#### [Work to be completed]
Retype, without alteration, each line from the line containing "Can you locate the cloud" to the final line of the records.

+++

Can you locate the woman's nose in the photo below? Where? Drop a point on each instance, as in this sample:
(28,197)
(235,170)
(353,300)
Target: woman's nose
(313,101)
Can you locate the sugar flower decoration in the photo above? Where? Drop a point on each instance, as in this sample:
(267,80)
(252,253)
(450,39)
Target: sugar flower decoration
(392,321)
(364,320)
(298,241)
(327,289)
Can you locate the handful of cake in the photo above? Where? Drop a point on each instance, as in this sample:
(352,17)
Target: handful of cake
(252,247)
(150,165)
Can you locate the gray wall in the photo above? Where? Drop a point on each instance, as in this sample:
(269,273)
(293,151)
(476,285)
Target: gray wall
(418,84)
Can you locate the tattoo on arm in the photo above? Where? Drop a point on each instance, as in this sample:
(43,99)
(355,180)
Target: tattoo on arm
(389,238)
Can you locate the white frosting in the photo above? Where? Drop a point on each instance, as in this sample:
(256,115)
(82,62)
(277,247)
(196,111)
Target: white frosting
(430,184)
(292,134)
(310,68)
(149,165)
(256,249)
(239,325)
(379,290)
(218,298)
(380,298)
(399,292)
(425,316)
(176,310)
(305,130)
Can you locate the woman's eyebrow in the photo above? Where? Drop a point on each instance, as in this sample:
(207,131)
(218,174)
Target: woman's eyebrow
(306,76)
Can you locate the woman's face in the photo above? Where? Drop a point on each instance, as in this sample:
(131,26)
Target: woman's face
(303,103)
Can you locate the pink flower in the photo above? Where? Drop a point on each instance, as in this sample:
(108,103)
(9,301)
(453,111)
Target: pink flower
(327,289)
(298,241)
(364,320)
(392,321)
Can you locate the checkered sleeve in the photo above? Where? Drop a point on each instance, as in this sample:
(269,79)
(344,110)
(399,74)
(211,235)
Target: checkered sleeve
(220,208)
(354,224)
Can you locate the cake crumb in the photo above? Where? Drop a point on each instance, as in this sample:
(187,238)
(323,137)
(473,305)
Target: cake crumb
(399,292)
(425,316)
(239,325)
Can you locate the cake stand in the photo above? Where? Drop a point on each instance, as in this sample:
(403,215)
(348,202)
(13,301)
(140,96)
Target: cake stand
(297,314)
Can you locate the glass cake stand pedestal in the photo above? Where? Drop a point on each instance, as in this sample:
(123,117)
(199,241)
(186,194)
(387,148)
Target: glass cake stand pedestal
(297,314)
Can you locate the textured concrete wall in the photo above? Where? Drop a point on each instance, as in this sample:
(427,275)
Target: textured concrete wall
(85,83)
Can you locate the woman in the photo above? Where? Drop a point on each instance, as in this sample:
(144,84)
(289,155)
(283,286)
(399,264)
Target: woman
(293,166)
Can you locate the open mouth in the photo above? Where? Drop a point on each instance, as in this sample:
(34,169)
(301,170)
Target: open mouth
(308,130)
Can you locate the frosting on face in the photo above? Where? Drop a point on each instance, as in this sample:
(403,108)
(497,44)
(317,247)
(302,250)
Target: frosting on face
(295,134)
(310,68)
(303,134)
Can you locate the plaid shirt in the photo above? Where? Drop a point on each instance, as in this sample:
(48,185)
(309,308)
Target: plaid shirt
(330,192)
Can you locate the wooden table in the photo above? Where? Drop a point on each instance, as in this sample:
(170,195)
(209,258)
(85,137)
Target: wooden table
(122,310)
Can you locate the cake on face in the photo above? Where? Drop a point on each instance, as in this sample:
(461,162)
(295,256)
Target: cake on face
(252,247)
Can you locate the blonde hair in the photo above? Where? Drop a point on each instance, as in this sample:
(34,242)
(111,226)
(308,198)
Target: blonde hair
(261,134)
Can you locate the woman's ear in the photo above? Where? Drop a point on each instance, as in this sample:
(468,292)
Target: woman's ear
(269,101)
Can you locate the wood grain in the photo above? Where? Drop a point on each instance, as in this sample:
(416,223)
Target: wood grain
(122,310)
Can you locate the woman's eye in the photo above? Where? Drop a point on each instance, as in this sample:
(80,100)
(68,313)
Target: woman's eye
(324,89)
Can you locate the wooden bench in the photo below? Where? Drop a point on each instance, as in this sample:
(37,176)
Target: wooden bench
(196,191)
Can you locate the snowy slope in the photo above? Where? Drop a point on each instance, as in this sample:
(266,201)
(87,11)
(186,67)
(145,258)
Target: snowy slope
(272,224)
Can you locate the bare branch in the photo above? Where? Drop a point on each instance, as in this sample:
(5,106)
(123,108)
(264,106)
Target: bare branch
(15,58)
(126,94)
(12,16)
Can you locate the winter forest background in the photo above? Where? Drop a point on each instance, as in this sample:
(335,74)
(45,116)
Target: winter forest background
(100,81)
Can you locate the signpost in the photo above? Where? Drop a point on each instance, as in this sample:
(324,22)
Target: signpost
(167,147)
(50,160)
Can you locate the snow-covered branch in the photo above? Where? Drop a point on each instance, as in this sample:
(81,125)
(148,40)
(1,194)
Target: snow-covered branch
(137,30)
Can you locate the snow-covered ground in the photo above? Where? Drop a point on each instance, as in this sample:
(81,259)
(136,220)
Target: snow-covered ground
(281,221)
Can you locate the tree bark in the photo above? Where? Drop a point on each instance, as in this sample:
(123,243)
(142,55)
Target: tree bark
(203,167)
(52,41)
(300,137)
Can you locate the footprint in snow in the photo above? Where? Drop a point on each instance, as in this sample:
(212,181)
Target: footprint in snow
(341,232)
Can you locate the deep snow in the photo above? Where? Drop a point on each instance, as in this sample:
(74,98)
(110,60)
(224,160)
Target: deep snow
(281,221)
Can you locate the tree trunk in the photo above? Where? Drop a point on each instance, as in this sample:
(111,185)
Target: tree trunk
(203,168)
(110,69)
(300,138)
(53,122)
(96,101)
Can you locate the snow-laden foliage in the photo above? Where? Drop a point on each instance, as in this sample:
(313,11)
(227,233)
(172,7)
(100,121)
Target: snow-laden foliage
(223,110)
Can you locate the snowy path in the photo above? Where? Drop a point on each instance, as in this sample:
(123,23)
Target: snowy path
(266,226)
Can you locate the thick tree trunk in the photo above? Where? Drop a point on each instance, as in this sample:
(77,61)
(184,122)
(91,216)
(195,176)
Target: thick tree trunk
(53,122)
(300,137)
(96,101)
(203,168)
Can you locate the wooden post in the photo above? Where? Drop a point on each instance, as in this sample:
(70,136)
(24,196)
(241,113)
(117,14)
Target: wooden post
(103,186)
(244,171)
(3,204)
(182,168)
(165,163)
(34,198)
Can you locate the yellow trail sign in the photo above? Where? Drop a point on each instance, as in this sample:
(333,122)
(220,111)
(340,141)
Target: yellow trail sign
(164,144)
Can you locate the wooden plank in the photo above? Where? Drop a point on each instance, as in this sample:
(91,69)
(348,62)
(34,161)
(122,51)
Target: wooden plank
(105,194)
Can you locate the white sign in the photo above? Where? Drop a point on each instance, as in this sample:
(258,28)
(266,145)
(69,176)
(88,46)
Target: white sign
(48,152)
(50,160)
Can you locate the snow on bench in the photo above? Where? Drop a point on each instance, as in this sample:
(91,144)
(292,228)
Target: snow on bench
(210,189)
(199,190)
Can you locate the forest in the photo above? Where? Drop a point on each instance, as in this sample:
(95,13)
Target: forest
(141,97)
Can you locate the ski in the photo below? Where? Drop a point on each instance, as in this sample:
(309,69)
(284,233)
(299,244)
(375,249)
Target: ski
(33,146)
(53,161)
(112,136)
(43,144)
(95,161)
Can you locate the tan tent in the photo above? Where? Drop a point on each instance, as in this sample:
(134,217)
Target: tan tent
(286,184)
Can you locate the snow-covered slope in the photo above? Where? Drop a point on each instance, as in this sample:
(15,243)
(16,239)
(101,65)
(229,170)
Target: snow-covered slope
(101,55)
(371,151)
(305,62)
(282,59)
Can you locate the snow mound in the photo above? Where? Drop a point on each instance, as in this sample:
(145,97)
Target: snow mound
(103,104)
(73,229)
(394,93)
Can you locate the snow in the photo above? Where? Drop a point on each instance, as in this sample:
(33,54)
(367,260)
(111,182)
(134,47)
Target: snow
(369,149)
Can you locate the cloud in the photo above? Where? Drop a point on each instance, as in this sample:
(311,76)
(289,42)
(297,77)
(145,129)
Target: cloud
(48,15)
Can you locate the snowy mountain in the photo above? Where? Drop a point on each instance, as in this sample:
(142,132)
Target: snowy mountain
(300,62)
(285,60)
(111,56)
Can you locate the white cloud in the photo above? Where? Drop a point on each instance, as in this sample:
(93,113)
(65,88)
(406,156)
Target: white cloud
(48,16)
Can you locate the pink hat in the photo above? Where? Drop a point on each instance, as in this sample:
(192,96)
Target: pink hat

+++

#### [Answer to the problem]
Can you locate the cloud in the photo above? Where? Drop a point on each instance, as in this sample:
(311,76)
(289,42)
(297,77)
(145,129)
Target: cloud
(48,15)
Can you locate the snowy mountain in the photo above? Where? Drop a point on each instance, as in this sample:
(142,132)
Target: snowy mountain
(300,62)
(285,60)
(111,56)
Can you locate the white cloud in the photo above? Where? Drop a point on each instance, as in this sample:
(93,113)
(65,88)
(406,156)
Target: white cloud
(48,16)
Can you locate the pink hat in the photo above? Where? Drop a point on each instance, as in this sample:
(192,96)
Target: pink hat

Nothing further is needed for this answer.